Material excerpted from a collection |
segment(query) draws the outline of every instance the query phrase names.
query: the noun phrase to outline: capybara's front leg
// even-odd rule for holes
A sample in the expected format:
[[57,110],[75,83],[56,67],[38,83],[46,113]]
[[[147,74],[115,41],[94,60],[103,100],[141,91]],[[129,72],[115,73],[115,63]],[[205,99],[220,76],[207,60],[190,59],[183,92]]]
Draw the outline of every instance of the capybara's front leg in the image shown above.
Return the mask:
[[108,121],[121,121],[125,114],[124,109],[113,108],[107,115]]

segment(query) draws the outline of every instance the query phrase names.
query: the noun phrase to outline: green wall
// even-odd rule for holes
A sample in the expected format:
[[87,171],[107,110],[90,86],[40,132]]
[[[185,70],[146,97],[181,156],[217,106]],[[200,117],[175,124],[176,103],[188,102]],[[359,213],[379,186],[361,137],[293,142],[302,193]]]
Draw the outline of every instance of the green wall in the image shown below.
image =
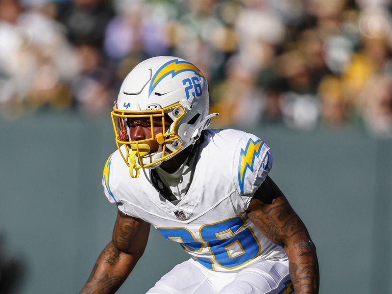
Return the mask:
[[[320,293],[392,293],[392,141],[350,127],[248,130],[271,148],[270,175],[316,245]],[[87,280],[116,213],[101,185],[113,137],[109,116],[0,120],[0,235],[24,262],[18,293],[77,293]],[[186,258],[152,230],[118,293],[145,293]]]

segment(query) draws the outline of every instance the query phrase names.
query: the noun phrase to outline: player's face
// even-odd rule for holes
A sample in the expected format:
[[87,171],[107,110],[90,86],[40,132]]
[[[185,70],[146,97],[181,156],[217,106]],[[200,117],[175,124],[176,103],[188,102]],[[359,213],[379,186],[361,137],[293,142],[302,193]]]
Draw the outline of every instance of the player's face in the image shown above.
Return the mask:
[[[152,129],[154,134],[164,132],[164,127],[161,118],[154,118],[153,119]],[[172,123],[168,116],[165,116],[165,131],[167,130]],[[145,140],[151,136],[151,121],[149,118],[135,118],[127,119],[127,124],[129,127],[129,136],[131,141],[137,141]],[[159,144],[156,141],[148,141],[145,142],[149,146],[153,153],[158,151]]]

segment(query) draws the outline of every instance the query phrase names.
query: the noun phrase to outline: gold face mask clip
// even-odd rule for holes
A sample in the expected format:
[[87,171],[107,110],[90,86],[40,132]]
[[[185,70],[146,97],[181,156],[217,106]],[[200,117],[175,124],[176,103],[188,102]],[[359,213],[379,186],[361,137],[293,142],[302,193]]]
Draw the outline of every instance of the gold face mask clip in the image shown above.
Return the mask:
[[135,178],[139,177],[140,173],[139,169],[136,168],[137,166],[136,159],[142,160],[142,157],[148,154],[151,149],[148,145],[145,143],[131,144],[131,149],[132,151],[129,154],[129,175],[131,178]]

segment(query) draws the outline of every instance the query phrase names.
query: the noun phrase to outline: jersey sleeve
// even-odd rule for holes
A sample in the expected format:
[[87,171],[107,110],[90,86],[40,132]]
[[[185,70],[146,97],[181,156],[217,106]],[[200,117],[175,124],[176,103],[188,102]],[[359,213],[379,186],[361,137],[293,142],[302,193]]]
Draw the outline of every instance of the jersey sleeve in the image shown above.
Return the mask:
[[235,206],[246,210],[253,194],[271,170],[273,163],[270,147],[261,139],[250,134],[242,138],[233,162],[234,181],[238,198]]
[[[105,164],[105,167],[103,168],[102,185],[103,186],[103,190],[108,199],[111,203],[114,203],[117,202],[118,200],[111,188],[111,184],[114,181],[113,167],[111,166],[112,156],[113,154],[109,156],[107,160],[106,160],[106,163]],[[111,186],[112,187],[113,185],[112,184]]]

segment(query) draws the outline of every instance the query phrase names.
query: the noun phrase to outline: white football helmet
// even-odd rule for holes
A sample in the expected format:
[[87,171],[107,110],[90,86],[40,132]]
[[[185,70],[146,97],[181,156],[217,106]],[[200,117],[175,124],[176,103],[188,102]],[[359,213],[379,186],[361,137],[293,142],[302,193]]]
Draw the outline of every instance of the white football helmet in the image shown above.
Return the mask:
[[[209,110],[207,81],[190,62],[159,56],[136,66],[122,82],[111,112],[116,143],[131,176],[137,177],[139,169],[155,168],[194,144],[218,115],[209,115]],[[150,138],[131,140],[129,122],[136,119],[148,121]],[[154,119],[159,120],[160,126],[162,120],[162,133],[154,133]],[[146,143],[154,140],[159,147],[151,152]]]

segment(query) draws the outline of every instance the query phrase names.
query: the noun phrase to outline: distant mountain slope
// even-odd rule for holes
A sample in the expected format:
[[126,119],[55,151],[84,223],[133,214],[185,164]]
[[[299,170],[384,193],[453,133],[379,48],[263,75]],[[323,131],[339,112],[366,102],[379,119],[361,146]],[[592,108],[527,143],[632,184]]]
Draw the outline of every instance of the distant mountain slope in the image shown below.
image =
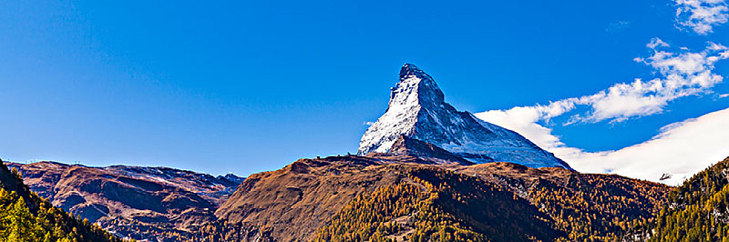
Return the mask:
[[0,160],[0,241],[120,242],[30,191],[20,174]]
[[628,230],[627,222],[657,212],[668,190],[559,168],[423,159],[391,154],[302,159],[252,175],[215,214],[256,233],[224,237],[227,230],[218,227],[208,230],[208,237],[289,242],[403,241],[405,236],[425,241],[440,238],[443,230],[444,238],[472,241],[613,241]]
[[676,187],[653,222],[636,234],[650,242],[729,241],[729,157]]
[[432,77],[413,64],[400,70],[387,111],[362,136],[359,153],[386,153],[401,136],[437,146],[475,163],[512,162],[529,167],[567,163],[518,133],[459,112]]
[[138,240],[178,241],[215,218],[241,178],[168,168],[10,163],[31,190],[102,227]]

Exercise | Identify every line in the material above that contains the string "player" and copy each of those lines.

Exercise response |
query: the noun phrase to outline: player's face
Draw the outline of every instance of the player's face in the image shown above.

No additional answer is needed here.